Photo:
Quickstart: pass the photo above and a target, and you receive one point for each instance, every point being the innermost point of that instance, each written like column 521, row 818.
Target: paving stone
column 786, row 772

----

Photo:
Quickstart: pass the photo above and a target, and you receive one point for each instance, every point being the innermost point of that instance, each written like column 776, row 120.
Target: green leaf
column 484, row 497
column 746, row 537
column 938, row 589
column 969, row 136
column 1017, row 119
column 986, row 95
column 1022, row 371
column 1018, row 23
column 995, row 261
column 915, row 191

----

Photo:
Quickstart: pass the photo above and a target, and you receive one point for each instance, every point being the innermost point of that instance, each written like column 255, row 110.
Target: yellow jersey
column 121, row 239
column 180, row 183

----

Pick out each line of the records that contains the word "written", and copy those lines.

Answer to this exercise —
Quickstart: pass the photo above and a target, and you receive one point for each instance, every point being the innermost point of that instance, each written like column 521, row 818.
Quickstart: pass the photo above and a target, and you receive one point for each instance, every point being the innermost point of that instance, each written like column 776, row 120.
Quickstart: pass the photo above and a target, and you receive one point for each instance, every point being the innermost point of that instance, each written like column 255, row 110.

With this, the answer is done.